■ WORK TO COMPLETE
Reproduce the records from their first line through the line containing "346 999 L 346", swapping "large palmate leaf" for "broad palmate leaf" and leaving everything else unchanged. Give only those lines.

******

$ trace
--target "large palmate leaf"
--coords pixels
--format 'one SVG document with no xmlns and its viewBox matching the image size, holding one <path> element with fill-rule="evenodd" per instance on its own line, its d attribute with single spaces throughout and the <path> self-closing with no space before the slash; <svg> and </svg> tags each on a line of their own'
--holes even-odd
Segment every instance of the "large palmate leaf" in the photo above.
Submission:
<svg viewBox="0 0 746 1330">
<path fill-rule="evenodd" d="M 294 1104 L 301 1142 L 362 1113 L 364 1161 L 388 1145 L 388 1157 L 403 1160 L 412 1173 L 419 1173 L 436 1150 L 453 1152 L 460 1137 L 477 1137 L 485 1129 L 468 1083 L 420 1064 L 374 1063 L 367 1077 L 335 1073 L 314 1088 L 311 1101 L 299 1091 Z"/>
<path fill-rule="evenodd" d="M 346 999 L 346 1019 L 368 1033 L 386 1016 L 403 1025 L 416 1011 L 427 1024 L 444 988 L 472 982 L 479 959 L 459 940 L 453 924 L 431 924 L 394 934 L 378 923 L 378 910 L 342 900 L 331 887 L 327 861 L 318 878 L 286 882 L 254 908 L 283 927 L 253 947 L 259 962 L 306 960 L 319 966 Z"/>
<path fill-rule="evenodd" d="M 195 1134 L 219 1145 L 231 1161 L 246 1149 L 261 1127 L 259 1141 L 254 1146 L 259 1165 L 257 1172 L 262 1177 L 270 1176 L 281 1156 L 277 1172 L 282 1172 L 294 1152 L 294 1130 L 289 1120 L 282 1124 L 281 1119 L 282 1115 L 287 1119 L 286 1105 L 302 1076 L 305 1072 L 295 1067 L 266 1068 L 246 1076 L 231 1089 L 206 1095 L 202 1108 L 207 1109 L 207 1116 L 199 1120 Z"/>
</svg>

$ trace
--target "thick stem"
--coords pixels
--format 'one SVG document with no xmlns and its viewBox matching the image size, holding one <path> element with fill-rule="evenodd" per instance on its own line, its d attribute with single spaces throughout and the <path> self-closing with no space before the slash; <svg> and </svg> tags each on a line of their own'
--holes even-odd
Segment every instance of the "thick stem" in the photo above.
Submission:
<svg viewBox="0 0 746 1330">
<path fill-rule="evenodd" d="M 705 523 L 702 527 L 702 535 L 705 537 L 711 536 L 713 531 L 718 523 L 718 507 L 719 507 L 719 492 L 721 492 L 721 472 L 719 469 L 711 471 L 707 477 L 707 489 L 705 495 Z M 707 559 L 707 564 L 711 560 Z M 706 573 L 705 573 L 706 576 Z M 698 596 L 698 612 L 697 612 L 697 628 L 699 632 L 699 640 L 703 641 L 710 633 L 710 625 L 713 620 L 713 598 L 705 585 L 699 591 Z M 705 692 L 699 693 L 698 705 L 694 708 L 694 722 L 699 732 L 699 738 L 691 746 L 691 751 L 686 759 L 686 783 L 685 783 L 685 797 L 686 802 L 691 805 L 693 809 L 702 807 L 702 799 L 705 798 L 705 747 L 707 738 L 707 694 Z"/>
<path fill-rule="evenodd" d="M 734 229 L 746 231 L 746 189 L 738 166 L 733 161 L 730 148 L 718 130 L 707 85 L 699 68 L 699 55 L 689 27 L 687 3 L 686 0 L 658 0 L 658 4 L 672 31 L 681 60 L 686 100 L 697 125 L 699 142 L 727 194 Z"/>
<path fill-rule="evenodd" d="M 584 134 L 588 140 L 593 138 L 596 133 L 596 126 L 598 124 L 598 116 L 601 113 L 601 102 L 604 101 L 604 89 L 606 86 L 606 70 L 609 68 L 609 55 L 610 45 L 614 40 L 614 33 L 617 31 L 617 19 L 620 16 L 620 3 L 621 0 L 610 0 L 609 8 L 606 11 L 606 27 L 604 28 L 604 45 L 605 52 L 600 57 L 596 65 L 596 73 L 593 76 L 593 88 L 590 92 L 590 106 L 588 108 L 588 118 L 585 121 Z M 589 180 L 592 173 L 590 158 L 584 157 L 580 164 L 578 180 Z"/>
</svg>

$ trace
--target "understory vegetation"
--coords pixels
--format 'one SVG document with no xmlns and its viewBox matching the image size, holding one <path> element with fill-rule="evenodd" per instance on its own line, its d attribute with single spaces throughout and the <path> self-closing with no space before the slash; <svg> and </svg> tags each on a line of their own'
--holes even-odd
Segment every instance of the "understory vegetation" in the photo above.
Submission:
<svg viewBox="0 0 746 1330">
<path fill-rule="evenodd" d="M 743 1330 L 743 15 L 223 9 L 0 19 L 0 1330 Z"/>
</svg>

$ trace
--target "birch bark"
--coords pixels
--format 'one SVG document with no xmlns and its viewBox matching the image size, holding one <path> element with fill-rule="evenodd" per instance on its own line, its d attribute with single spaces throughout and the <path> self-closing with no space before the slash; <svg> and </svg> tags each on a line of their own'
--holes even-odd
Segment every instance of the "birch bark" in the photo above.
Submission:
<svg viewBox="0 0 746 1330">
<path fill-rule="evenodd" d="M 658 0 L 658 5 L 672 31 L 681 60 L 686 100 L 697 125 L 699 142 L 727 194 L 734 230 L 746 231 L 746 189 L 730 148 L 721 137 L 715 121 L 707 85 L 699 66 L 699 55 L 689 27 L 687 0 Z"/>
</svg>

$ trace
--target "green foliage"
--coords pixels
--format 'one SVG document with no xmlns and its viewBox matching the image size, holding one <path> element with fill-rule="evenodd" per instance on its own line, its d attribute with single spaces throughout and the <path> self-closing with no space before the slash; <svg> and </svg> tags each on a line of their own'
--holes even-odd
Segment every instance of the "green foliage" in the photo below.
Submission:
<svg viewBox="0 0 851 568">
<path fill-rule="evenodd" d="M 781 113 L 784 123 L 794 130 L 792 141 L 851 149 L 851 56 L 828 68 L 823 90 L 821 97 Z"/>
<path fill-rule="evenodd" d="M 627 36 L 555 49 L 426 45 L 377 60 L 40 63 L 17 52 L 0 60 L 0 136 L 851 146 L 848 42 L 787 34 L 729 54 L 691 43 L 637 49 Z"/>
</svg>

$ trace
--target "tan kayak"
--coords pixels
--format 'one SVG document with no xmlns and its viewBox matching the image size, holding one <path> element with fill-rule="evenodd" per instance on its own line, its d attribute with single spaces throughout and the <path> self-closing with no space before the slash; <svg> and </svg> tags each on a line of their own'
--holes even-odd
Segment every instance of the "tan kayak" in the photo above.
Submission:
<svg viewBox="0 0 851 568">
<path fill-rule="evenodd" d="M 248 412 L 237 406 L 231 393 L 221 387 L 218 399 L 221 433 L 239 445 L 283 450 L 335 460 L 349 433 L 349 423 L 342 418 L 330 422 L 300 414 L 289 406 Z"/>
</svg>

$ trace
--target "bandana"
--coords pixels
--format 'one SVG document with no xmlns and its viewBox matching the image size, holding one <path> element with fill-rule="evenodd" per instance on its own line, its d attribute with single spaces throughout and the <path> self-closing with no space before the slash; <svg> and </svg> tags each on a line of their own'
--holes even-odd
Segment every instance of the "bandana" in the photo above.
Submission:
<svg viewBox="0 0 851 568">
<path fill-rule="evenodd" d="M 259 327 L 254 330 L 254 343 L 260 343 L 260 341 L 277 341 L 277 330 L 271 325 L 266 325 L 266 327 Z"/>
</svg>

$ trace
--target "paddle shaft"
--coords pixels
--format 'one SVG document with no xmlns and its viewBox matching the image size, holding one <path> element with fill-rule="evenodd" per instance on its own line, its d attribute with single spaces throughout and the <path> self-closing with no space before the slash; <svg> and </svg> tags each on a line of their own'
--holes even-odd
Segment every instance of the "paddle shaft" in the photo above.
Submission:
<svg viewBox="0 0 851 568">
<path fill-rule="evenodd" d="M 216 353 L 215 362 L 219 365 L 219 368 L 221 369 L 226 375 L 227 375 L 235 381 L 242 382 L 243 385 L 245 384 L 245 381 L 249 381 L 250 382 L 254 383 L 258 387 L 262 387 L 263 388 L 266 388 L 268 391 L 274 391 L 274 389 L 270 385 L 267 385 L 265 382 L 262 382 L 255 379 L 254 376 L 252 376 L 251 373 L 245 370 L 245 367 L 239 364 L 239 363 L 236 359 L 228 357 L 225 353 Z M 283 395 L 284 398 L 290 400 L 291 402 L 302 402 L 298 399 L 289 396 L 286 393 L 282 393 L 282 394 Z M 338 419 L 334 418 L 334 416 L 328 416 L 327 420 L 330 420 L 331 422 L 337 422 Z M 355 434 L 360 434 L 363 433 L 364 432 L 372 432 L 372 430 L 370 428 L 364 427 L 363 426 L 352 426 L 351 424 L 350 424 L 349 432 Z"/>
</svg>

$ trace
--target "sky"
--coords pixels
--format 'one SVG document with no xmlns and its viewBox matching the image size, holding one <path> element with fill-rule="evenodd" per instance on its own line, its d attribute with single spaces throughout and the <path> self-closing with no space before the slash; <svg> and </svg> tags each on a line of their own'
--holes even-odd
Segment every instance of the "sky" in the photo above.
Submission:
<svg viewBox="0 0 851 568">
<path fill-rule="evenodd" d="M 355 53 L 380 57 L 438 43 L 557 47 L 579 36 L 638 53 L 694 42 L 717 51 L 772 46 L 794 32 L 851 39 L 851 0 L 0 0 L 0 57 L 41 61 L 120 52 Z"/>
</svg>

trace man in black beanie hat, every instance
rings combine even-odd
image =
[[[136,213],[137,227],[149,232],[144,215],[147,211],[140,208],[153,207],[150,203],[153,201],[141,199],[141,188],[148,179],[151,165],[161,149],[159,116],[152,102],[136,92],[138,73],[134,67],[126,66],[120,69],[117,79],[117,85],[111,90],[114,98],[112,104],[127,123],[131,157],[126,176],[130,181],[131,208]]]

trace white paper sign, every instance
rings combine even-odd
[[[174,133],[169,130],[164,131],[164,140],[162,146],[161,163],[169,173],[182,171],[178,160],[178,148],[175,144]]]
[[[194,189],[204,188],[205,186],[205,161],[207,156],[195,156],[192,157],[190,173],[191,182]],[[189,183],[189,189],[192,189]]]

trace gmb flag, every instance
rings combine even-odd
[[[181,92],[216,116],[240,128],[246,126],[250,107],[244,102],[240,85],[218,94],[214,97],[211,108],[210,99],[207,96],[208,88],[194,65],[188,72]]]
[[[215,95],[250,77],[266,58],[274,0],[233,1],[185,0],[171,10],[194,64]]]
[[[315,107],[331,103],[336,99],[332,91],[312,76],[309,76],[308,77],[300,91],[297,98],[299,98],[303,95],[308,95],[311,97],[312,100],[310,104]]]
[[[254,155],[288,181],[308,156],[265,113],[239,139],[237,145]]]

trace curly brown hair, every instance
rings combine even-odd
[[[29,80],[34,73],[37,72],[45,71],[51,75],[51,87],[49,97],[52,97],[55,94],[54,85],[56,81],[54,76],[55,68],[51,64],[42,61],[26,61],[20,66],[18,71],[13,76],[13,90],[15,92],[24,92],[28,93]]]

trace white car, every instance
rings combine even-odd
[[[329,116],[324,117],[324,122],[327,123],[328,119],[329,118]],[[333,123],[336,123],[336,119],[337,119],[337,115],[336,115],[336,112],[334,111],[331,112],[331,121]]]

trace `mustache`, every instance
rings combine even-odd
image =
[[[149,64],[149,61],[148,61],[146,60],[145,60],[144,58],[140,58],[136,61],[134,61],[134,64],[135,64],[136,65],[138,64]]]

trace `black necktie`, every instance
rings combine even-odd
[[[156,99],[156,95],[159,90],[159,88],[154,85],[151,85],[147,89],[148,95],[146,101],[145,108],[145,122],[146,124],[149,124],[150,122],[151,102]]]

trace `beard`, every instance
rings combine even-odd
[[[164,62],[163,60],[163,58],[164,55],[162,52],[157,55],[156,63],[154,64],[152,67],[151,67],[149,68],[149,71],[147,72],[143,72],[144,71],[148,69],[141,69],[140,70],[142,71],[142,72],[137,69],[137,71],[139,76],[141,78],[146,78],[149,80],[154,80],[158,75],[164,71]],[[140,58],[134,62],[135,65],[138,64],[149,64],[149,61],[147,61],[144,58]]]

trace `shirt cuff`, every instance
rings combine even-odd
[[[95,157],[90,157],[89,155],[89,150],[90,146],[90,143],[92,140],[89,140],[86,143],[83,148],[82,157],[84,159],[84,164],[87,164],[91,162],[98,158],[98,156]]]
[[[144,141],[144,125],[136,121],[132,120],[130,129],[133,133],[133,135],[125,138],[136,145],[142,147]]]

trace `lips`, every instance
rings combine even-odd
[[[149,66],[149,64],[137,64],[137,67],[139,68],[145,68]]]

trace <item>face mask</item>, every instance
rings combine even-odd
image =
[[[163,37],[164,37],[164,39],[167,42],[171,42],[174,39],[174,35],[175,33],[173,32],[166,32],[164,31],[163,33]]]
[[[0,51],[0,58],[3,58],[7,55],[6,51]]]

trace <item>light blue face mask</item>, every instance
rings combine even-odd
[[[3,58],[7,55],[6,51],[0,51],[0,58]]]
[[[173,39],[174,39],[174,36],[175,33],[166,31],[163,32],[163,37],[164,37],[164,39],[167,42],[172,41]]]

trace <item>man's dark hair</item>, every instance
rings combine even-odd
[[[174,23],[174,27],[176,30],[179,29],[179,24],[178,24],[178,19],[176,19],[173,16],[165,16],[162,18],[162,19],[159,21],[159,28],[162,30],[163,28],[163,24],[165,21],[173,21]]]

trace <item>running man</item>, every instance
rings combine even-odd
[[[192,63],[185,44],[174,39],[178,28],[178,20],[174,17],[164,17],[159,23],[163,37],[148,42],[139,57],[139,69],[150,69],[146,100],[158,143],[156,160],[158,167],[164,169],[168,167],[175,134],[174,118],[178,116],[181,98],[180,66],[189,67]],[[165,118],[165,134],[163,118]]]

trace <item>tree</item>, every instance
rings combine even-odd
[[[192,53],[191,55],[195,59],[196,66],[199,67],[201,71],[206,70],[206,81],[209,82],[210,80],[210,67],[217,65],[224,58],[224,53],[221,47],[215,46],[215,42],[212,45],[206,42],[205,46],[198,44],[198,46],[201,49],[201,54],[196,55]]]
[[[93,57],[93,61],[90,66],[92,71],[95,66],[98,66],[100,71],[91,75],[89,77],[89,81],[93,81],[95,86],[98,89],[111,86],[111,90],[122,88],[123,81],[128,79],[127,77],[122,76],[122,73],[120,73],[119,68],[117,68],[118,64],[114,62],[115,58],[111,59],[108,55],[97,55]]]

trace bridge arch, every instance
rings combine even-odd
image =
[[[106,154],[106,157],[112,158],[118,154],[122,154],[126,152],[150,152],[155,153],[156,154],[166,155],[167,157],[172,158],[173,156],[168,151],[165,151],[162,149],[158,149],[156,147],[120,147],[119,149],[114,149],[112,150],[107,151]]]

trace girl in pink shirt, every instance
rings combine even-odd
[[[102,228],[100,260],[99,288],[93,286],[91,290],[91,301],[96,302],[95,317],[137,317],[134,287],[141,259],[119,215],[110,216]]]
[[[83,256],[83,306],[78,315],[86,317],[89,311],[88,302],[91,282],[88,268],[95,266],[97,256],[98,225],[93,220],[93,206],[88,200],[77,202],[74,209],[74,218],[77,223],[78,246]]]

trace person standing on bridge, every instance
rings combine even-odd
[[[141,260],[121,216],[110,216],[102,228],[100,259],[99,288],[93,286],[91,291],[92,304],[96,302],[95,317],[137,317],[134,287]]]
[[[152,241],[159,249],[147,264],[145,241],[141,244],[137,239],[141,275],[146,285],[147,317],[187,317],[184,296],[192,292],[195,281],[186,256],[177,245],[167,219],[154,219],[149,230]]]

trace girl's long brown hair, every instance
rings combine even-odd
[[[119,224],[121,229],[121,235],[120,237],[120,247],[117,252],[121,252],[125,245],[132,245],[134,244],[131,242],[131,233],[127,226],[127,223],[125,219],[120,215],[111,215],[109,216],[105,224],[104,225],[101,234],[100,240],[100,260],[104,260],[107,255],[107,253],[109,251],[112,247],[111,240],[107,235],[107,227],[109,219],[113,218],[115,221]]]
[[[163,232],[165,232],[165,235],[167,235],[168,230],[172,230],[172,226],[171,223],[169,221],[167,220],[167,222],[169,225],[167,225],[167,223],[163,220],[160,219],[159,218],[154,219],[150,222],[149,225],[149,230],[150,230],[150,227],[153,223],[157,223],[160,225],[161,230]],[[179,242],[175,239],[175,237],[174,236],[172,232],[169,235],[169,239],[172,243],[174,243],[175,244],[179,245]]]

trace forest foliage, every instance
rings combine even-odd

******

■ SOLUTION TO THIS EXERCISE
$ trace
--target "broad palmate leaf"
--coords pixels
--format 'one SVG document with no xmlns and its viewBox matching the image size, holding one <path> element with fill-rule="evenodd" per instance on its own line, its d attribute with single spaces throughout and the <path> self-closing with no space before the slash; <svg> and </svg> tags each on a line of their own'
--holes even-odd
Segment every instance of the "broad palmate leaf" in the photo above.
Submission:
<svg viewBox="0 0 746 1330">
<path fill-rule="evenodd" d="M 294 1104 L 301 1142 L 362 1113 L 364 1161 L 388 1145 L 388 1157 L 403 1160 L 412 1173 L 419 1173 L 436 1150 L 453 1152 L 460 1137 L 477 1137 L 485 1129 L 468 1083 L 420 1064 L 374 1063 L 367 1077 L 335 1073 L 314 1088 L 311 1101 L 299 1091 Z"/>
<path fill-rule="evenodd" d="M 346 999 L 346 1019 L 368 1033 L 386 1016 L 403 1025 L 416 1011 L 427 1024 L 444 988 L 472 982 L 479 959 L 459 940 L 453 924 L 431 924 L 394 934 L 378 923 L 378 910 L 342 900 L 331 887 L 327 861 L 318 878 L 286 882 L 254 908 L 283 927 L 253 947 L 259 962 L 306 960 L 319 966 Z"/>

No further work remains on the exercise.